= What you should do =
Decide whether each statement below agrees with the forum thread on semantic vs pragmatic levels: (a) the thread treats "the car walked away" as incorrect at the semantic level; (b) the reply places specific factual knowledge within semantics; (c) "Judo is a ball sport" is given as a semantically correct but pragmatically incorrect sentence. For each, answer yes or no and quote the deciding words.

= Extract =

Semantic vs pragmatic levels

Semantic vs pragmatic levels

par Joshua Stanford Swanson,
Nombre de réponses : 2

I have some confusion distinguishing sentences which are correct at the semantic vs. pragmatic levels. I was hoping someone could verify whether my understanding is correct. My understanding is as follows:

Sentences which state implausible outcomes like "the car walked away" or "the mouse lost a feather" are incorrect at the semantic level because even without context, they don't make sense given our general knowledge of the world.

Sentences which are plausible but blatantly false are semantically correct but pragmatically incorrect, because without context or a knowledge of the world, they could be considered correct. And these would be sentences like "Judo is a ball sport" or "Pablo Picasso is a Brazilian football player."

Is this right? If so, Is there a threshold for what constitutes "general" knowledge? It feels like determining the level here could be very subjective because there might be a big gray area.

En réponse à Joshua Stanford Swanson

Re: Semantic vs pragmatic levels

par Deniz Bayazit,

That's correct! I think the fine line to distinguish here is between general/commonsense knowledge of the world, which can fall into semantics, vs. specific factual knowledge, which is is highly dependent on who the speaker and the listener are. One way to distinguish them is to consider speakers of English from different countries and their utterances, which often have shared (conventional) semantic meanings, but different pragmatic meanings depending on the context.

= Extracted data =
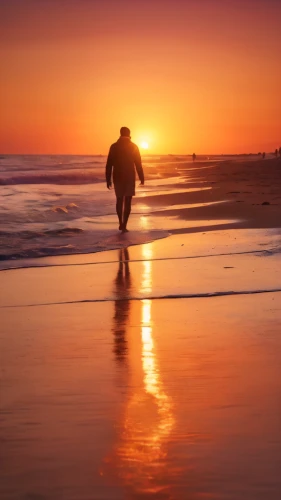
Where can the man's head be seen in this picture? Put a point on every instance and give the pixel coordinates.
(125, 132)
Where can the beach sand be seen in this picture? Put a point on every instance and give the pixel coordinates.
(152, 371)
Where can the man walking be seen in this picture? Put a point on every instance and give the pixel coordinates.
(123, 157)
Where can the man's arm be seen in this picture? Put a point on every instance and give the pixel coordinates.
(108, 168)
(137, 161)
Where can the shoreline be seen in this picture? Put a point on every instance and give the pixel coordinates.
(237, 194)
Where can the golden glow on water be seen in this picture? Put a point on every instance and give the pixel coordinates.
(141, 454)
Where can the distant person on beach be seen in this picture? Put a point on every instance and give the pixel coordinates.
(123, 157)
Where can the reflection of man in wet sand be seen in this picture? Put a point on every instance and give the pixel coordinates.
(123, 157)
(121, 305)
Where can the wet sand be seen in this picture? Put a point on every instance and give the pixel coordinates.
(147, 372)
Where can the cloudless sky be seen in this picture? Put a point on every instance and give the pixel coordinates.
(184, 75)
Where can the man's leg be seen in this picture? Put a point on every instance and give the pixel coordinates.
(119, 210)
(127, 211)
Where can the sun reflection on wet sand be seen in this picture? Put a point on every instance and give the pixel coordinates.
(140, 458)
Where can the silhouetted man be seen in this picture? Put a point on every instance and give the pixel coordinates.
(123, 157)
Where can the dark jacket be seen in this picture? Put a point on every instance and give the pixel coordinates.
(123, 157)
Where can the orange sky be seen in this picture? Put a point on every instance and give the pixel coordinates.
(183, 75)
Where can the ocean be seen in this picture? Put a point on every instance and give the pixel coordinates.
(54, 205)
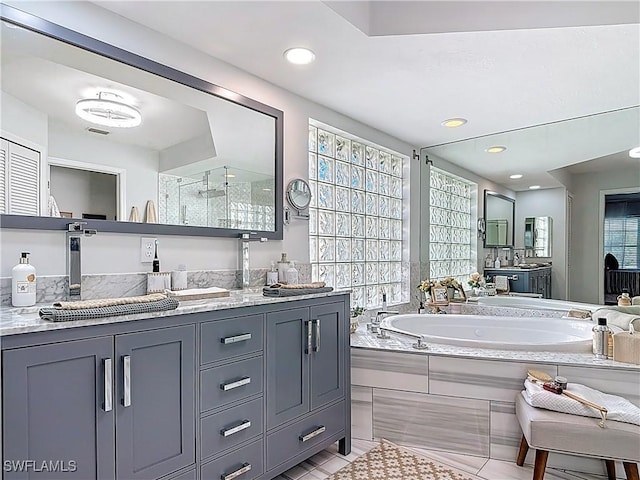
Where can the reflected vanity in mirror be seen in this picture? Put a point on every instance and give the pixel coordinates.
(499, 217)
(538, 236)
(93, 132)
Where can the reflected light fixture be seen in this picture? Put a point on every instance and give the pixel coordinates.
(496, 149)
(299, 55)
(454, 122)
(109, 110)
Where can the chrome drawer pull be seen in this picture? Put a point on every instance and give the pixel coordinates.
(310, 435)
(126, 379)
(108, 385)
(244, 469)
(236, 384)
(238, 428)
(238, 338)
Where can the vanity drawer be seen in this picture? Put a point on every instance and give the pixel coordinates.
(242, 464)
(232, 337)
(228, 428)
(296, 438)
(229, 383)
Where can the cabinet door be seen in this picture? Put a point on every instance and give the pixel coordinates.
(54, 411)
(155, 418)
(329, 332)
(288, 350)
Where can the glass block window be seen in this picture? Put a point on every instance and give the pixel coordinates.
(355, 225)
(450, 235)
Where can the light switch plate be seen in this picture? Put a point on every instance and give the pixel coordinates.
(147, 249)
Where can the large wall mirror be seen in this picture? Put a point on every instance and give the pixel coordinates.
(93, 132)
(499, 216)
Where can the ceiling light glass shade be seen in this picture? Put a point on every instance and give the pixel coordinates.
(454, 122)
(299, 56)
(496, 149)
(108, 110)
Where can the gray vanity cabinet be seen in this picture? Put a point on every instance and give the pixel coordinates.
(78, 401)
(54, 409)
(155, 411)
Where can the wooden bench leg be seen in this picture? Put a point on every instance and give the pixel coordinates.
(522, 453)
(611, 469)
(631, 469)
(541, 464)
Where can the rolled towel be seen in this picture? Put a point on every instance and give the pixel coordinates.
(108, 302)
(618, 318)
(618, 408)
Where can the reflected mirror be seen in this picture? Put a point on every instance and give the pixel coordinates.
(90, 137)
(499, 216)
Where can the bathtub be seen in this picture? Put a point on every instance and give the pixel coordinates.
(501, 333)
(536, 303)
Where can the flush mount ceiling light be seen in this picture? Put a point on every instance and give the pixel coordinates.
(299, 56)
(109, 110)
(496, 149)
(454, 122)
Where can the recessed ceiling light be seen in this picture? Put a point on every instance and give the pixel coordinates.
(496, 149)
(299, 55)
(454, 122)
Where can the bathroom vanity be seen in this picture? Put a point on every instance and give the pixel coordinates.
(244, 387)
(521, 280)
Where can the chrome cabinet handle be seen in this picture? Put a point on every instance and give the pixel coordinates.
(312, 434)
(316, 343)
(227, 432)
(307, 329)
(126, 375)
(108, 384)
(236, 384)
(244, 469)
(237, 338)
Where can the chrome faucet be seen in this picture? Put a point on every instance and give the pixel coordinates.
(245, 238)
(75, 232)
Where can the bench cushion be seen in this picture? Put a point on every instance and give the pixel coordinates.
(577, 435)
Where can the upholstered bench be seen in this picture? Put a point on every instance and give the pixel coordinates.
(549, 431)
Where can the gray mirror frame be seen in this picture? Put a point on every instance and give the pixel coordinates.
(57, 32)
(511, 243)
(290, 190)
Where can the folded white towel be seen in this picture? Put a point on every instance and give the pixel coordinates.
(618, 408)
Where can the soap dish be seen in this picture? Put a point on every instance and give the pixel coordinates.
(198, 293)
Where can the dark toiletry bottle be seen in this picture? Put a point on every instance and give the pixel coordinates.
(156, 261)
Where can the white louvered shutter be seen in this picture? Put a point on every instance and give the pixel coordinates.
(24, 180)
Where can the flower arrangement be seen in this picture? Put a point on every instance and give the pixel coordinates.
(476, 280)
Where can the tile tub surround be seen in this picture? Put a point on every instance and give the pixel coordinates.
(461, 400)
(51, 288)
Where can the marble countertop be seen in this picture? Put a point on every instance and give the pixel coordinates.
(16, 320)
(399, 343)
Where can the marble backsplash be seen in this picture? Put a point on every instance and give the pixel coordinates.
(51, 288)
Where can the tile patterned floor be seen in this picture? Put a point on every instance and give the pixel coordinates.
(329, 461)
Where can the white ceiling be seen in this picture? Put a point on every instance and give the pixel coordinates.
(404, 67)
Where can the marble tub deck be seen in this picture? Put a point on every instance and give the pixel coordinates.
(462, 400)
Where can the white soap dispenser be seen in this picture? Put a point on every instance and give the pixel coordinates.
(23, 283)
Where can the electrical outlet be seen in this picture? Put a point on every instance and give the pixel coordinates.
(147, 249)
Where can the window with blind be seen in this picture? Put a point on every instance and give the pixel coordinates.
(356, 217)
(450, 234)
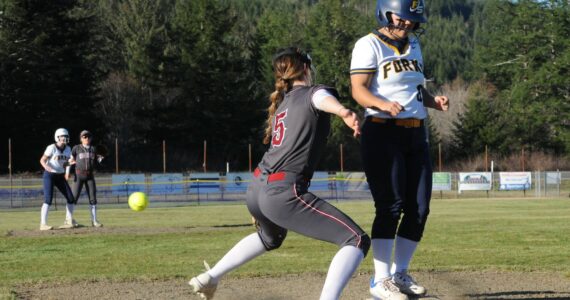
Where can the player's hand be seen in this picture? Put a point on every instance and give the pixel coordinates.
(351, 120)
(389, 107)
(441, 103)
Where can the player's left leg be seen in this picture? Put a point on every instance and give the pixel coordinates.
(248, 248)
(415, 213)
(91, 189)
(311, 216)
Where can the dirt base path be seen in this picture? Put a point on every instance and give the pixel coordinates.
(441, 285)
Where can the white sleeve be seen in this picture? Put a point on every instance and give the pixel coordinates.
(364, 60)
(319, 96)
(49, 151)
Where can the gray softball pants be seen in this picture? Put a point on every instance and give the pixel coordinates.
(281, 202)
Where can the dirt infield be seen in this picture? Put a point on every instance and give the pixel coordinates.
(441, 285)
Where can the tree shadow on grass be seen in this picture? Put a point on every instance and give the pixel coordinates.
(522, 295)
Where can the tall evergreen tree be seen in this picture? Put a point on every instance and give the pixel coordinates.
(46, 82)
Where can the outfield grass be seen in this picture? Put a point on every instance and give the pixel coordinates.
(172, 242)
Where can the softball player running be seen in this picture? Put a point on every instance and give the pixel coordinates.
(84, 157)
(387, 77)
(54, 161)
(297, 129)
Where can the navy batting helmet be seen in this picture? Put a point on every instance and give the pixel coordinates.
(412, 10)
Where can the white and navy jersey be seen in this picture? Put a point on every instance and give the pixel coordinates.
(57, 158)
(397, 76)
(299, 135)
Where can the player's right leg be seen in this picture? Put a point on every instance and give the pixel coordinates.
(385, 170)
(48, 196)
(64, 188)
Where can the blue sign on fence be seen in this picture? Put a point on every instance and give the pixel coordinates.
(204, 183)
(237, 182)
(167, 184)
(125, 184)
(320, 182)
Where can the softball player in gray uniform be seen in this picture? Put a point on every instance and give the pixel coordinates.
(84, 157)
(54, 161)
(278, 197)
(387, 79)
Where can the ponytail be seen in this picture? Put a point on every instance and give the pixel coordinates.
(288, 65)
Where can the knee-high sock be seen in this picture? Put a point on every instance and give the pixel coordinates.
(93, 212)
(343, 265)
(245, 250)
(43, 214)
(382, 251)
(69, 211)
(403, 254)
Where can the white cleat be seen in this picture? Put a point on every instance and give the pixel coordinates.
(203, 285)
(44, 227)
(408, 285)
(67, 224)
(386, 290)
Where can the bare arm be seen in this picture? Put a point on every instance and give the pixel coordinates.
(331, 105)
(362, 95)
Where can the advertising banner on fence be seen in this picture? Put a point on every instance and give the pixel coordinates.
(475, 181)
(167, 184)
(125, 184)
(441, 181)
(355, 181)
(553, 178)
(237, 182)
(509, 181)
(205, 183)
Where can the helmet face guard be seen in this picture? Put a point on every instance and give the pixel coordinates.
(61, 135)
(412, 10)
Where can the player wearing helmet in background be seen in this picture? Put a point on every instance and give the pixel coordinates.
(387, 78)
(297, 128)
(54, 161)
(84, 158)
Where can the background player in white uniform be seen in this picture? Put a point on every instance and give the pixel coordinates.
(54, 161)
(387, 77)
(278, 197)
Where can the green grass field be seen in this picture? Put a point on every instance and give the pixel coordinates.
(172, 242)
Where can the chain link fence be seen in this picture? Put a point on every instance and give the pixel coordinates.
(197, 188)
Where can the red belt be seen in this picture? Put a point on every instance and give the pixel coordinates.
(271, 177)
(408, 123)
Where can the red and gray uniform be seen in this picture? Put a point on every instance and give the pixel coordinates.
(278, 197)
(85, 160)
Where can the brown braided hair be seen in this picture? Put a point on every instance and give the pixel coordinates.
(288, 65)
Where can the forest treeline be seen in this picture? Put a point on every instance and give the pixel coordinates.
(181, 72)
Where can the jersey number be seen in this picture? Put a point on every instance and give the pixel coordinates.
(279, 129)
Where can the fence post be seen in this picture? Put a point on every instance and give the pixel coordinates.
(116, 155)
(10, 169)
(163, 156)
(249, 153)
(205, 151)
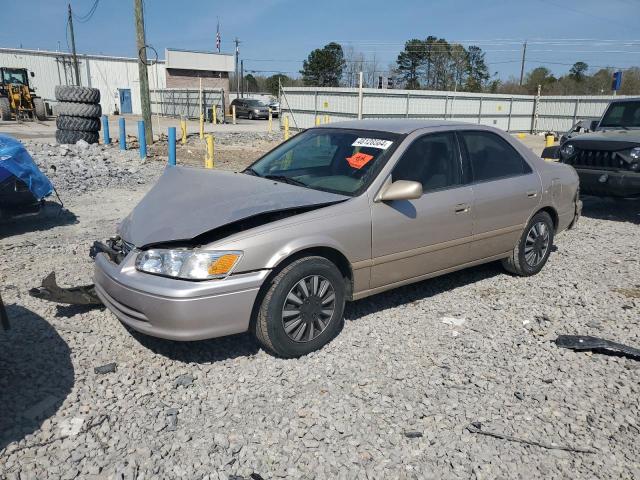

= Finished answer =
(a) Yes: "Sentences which state implausible outcomes like "the car walked away" or "the mouse lost a feather" are incorrect at the semantic level"
(b) No: "general/commonsense knowledge of the world, which can fall into semantics"
(c) Yes: "Sentences which are plausible but blatantly false are semantically correct but pragmatically incorrect" and "these would be sentences like "Judo is a ball sport""